### Problem description
Write out the lines below word for word, starting at the line that contains "Identify every dry twig." and ending at the line that contains "[166,9,174,17]", including both of those lines.

[BEGIN Given entries]

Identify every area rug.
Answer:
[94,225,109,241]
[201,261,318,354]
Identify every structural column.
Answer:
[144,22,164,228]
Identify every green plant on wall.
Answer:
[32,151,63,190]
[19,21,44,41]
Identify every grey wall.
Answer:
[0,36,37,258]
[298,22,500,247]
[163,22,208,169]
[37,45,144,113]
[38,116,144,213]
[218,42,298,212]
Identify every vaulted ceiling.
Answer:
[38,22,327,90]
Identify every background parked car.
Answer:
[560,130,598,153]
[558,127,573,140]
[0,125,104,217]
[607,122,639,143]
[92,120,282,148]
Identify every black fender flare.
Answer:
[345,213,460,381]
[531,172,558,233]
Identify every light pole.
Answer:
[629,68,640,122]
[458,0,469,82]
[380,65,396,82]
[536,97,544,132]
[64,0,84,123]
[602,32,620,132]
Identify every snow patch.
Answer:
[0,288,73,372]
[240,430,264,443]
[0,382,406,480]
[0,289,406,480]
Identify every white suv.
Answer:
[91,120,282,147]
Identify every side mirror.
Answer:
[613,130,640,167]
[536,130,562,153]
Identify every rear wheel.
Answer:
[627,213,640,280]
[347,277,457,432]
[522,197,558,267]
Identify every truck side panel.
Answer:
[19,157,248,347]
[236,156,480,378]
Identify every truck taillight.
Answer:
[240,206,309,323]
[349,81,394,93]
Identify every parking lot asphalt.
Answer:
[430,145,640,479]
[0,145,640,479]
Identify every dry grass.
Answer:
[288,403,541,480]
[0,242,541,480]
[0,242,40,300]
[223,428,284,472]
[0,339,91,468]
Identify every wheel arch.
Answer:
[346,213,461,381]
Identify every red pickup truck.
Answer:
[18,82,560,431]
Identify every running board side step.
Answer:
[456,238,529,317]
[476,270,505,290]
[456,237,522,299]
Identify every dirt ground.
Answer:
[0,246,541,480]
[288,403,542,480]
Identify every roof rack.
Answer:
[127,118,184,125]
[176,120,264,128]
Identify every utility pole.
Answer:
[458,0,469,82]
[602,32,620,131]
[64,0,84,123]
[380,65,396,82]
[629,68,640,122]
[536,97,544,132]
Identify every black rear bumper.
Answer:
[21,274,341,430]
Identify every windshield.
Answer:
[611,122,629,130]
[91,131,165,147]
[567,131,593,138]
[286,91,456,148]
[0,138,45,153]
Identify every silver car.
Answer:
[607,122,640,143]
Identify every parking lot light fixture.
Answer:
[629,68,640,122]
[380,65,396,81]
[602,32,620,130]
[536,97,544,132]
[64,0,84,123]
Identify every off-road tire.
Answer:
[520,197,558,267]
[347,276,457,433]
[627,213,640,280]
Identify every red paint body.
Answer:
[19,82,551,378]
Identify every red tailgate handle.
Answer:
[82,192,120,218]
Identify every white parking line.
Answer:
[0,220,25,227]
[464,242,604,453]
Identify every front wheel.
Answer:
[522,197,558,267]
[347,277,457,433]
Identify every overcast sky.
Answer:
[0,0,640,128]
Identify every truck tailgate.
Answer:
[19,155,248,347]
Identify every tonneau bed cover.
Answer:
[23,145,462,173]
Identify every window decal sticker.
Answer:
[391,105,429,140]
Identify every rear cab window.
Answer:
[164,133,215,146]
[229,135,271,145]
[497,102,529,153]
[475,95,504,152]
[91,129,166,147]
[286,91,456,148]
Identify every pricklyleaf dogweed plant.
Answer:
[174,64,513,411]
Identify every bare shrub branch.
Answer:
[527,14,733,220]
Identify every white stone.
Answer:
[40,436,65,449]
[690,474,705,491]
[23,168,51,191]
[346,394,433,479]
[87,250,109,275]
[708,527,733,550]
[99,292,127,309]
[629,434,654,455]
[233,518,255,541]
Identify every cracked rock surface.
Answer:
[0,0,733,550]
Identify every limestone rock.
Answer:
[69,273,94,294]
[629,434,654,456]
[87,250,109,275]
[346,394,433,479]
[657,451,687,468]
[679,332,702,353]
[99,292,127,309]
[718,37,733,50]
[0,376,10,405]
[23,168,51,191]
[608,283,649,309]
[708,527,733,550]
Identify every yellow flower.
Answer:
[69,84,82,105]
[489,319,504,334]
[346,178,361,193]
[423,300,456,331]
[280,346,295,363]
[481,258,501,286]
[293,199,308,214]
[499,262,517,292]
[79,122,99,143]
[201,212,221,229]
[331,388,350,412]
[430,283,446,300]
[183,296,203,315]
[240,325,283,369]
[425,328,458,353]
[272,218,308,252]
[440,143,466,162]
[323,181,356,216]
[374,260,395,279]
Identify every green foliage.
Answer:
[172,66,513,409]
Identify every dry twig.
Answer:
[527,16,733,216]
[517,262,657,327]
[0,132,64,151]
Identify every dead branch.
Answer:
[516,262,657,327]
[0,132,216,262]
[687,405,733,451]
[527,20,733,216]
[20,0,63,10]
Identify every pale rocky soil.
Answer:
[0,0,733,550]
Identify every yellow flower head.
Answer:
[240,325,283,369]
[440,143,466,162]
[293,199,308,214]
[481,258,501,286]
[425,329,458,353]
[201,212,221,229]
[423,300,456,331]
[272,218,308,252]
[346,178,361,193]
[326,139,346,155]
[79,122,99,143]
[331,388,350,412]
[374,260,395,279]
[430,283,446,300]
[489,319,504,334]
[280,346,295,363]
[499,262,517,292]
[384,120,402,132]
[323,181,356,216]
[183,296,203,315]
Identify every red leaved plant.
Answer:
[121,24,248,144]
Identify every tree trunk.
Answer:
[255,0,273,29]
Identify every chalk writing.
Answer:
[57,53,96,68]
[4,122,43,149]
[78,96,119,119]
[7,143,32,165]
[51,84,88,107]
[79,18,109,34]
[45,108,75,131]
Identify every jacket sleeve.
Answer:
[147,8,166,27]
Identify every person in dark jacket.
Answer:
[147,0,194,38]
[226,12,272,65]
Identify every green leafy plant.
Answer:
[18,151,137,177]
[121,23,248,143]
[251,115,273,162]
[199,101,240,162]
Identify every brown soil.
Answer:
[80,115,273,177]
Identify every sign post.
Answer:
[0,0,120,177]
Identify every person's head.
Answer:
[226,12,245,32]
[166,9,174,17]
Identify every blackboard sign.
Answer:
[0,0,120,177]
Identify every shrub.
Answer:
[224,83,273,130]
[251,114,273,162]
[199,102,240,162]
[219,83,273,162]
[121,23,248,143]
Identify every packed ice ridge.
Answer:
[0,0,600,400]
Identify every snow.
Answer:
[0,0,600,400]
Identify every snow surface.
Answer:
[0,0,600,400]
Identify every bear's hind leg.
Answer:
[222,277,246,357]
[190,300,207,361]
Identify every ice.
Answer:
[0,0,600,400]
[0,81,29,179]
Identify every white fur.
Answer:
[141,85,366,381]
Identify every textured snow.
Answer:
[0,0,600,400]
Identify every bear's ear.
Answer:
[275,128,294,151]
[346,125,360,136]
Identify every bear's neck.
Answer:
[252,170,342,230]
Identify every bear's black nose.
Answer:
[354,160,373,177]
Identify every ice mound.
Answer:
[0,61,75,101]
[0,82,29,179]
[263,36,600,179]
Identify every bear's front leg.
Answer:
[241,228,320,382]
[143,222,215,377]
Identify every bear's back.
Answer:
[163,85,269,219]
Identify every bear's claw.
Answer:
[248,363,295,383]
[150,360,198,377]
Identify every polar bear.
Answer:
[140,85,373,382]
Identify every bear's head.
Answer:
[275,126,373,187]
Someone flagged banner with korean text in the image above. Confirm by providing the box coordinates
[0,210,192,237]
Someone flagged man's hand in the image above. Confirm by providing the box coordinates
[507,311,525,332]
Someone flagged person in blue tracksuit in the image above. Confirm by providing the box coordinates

[END Given entries]

### Problem solution
Identify every dry twig.
Answer:
[527,16,733,216]
[517,262,657,327]
[0,132,64,151]
Identify every dead branch.
Answer:
[516,262,657,327]
[0,132,216,262]
[687,405,733,451]
[527,20,733,216]
[20,0,63,10]
Identify every pale rocky soil.
Answer:
[0,0,733,550]
Identify every yellow flower head.
Answer:
[240,325,283,369]
[440,143,466,162]
[293,199,308,214]
[481,258,501,286]
[425,329,458,353]
[201,212,221,229]
[423,300,456,331]
[272,218,308,252]
[346,178,361,193]
[326,139,346,155]
[79,122,99,143]
[331,388,350,412]
[374,260,395,279]
[430,283,446,300]
[489,319,504,334]
[280,346,295,363]
[499,262,517,292]
[384,120,402,132]
[323,181,356,216]
[183,296,203,315]
Identify every red leaved plant.
Answer:
[121,24,248,144]
Identify every tree trunk.
Answer:
[255,0,273,29]
Identify every chalk writing.
Answer:
[57,53,96,68]
[4,122,43,149]
[78,96,119,119]
[7,143,32,165]
[51,84,88,107]
[79,18,109,34]
[45,108,75,131]
Identify every jacket sleeve.
Answer:
[147,8,166,27]
Identify every person in dark jacket.
Answer:
[147,0,194,38]
[226,12,272,65]
Identify every green leafy plant.
Answer:
[18,151,137,177]
[121,23,248,143]
[251,115,273,162]
[199,101,240,162]
Identify every brown soil.
Answer:
[80,115,273,177]
Identify every sign post.
Answer:
[0,0,120,177]
Identify every person's head.
Answer:
[226,12,245,32]
[166,9,174,17]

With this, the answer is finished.